Reproduce the rows word for word from the beginning through the line containing "[[60, 456], [627, 713]]", including that line.
◆ ◆ ◆ ◆ ◆
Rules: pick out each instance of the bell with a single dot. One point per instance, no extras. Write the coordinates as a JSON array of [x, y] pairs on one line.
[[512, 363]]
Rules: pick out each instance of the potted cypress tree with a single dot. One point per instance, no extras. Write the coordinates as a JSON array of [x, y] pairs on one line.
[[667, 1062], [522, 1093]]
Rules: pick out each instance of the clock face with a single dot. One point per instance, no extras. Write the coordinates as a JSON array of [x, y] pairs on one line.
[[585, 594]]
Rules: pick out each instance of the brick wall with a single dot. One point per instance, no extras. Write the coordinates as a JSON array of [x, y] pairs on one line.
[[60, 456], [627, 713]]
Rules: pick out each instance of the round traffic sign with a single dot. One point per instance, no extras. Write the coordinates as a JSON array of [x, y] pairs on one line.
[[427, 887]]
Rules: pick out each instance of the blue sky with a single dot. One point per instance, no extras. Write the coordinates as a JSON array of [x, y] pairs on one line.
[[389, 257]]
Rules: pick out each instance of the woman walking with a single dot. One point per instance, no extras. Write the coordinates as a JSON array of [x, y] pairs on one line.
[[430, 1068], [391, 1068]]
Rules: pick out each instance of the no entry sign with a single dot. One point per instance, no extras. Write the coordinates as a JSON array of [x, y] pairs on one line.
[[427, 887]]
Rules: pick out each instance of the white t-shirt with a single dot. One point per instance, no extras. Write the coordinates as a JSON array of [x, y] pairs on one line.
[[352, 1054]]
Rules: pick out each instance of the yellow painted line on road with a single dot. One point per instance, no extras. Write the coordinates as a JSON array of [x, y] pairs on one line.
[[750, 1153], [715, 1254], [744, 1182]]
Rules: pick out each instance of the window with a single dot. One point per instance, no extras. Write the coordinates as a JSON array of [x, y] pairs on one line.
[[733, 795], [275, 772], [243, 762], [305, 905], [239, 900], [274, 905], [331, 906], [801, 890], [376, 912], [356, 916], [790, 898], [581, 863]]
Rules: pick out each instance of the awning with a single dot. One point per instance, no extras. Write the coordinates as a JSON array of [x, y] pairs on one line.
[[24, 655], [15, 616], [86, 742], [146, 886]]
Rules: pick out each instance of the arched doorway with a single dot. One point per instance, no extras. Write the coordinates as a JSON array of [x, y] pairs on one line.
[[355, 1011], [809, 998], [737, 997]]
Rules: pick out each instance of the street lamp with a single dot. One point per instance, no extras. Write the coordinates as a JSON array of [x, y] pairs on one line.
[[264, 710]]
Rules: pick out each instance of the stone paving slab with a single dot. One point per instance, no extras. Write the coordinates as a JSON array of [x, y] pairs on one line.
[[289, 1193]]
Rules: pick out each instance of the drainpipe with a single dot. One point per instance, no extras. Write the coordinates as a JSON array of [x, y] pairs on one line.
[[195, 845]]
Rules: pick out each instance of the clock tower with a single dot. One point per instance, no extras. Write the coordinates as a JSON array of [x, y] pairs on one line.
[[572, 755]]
◆ ◆ ◆ ◆ ◆
■ **Complete output**:
Rules: pick out each instance of the bell with a single dot. One point per instance, no extras. Write the coordinates as a JSON array of [x, y] pairs on one line.
[[512, 363]]
Rules: pick out each instance of the potted cypress tree with a single dot. One point per instance, no extras. Write the coordinates as a JSON array of [x, y] pairs on one line.
[[667, 1062], [522, 1093]]
Rules: pick out each instance of the clock face with a single dot. One point per instance, no extras. Write the coordinates as a JSON array of [x, y] pairs on one line.
[[585, 594]]
Rules: pick out each instance of the brick wall with a single dot. One point per instance, no extras. Write the coordinates as a JSON array of [x, y] pairs on one line.
[[60, 456], [627, 713]]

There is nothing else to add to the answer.